START Data extracts

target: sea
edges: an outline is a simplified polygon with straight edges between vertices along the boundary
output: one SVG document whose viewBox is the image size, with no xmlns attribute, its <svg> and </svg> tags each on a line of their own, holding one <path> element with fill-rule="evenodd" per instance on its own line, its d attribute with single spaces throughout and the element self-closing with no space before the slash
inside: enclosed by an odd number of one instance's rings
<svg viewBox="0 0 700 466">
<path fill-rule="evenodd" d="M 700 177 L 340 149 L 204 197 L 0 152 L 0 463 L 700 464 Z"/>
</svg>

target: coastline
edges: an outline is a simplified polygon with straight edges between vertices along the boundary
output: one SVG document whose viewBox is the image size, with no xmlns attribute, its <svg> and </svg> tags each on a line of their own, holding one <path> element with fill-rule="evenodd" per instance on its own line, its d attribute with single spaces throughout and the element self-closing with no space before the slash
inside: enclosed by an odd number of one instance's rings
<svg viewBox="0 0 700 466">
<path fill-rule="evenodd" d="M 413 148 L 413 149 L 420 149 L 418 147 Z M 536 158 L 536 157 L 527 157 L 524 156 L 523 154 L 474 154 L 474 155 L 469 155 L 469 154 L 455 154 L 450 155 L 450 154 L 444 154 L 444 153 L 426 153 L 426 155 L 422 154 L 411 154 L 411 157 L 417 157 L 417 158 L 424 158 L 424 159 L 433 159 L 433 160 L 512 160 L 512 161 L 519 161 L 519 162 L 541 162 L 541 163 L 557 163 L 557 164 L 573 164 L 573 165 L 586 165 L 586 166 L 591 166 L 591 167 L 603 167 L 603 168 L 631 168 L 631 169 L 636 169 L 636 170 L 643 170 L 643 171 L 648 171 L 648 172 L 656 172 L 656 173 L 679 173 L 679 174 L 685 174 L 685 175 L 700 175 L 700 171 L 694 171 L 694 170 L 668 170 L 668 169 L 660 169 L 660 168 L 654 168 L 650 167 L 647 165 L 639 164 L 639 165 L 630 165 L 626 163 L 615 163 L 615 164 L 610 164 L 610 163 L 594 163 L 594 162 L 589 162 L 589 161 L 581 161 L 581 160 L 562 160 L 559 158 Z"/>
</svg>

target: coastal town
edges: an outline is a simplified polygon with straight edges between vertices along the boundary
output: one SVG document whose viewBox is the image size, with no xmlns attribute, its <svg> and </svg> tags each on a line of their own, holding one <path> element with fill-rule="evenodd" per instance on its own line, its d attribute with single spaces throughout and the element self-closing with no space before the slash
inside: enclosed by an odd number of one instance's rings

END Data extracts

- _What to do_
Copy only the entries from the first line to the line with "target: coastline", each exactly as it appears.

- _Answer area_
target: sea
edges: an outline is a simplified polygon with straight edges between vertices along the boundary
output: one SVG document whose viewBox is the image size, with no xmlns attribute, its <svg> and </svg> tags each on a line of their own, holding one <path> element with fill-rule="evenodd" per instance on its own line, its d attribute with single spaces throughout and the element self-closing with no space before the slash
inside: enclosed by an odd number of one instance's rings
<svg viewBox="0 0 700 466">
<path fill-rule="evenodd" d="M 700 177 L 340 149 L 204 197 L 0 152 L 0 463 L 700 464 Z"/>
</svg>

target: coastline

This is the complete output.